DATA SECTION
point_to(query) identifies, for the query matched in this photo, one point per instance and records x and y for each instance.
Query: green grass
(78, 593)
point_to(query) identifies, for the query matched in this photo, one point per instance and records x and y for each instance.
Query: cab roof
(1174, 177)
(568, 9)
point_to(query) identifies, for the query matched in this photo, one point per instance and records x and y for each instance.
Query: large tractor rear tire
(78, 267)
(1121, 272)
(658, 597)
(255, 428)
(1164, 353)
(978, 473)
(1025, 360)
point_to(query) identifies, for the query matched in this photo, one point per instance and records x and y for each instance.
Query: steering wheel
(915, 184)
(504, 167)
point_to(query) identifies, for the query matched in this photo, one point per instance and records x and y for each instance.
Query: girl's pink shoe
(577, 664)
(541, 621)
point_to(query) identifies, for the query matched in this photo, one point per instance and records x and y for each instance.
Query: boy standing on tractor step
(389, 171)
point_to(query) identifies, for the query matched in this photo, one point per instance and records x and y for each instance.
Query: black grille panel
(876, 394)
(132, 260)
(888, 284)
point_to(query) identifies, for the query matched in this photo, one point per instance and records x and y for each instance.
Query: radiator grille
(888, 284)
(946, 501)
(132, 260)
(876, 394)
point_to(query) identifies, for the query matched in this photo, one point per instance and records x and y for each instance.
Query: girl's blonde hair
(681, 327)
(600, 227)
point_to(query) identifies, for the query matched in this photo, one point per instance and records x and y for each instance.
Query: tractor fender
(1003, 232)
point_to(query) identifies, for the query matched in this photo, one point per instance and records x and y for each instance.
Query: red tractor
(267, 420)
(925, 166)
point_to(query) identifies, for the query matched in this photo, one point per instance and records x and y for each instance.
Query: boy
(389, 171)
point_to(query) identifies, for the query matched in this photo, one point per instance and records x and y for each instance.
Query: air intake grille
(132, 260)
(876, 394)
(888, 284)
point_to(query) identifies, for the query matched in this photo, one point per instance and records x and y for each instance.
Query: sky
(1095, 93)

TO DO
With the entries above as the source, set down exactly the lines from the one holding "Query: radiator grille" through the last line, both ends included.

REPLY
Query: radiator grille
(888, 284)
(946, 501)
(132, 260)
(876, 394)
point_to(query) identifies, for the query matched in this photo, one point per instance and records x and y for each instance.
Query: girl's blonde hair
(681, 327)
(600, 227)
point_to(query) identifies, for the query matched in this photo, one point per instance and records x and y for each instance.
Query: tractor fender
(1003, 232)
point_to(query) identifies, for the query matched in this photo, one point per instance and records x and y for each instance.
Query: red tractor
(267, 420)
(925, 166)
point_to(query) identifies, for the query matched in this photo, one point per instance and records x and y for each instance.
Query: boy
(389, 171)
point_to(query) identifies, for the query matched in this photo, one point per instance and records x and y for each instance.
Query: air intake grille
(132, 260)
(876, 394)
(888, 284)
point_to(query) identifies, for the query matched in this photo, one point per instance and records x and y for each instance.
Query: sky
(1095, 93)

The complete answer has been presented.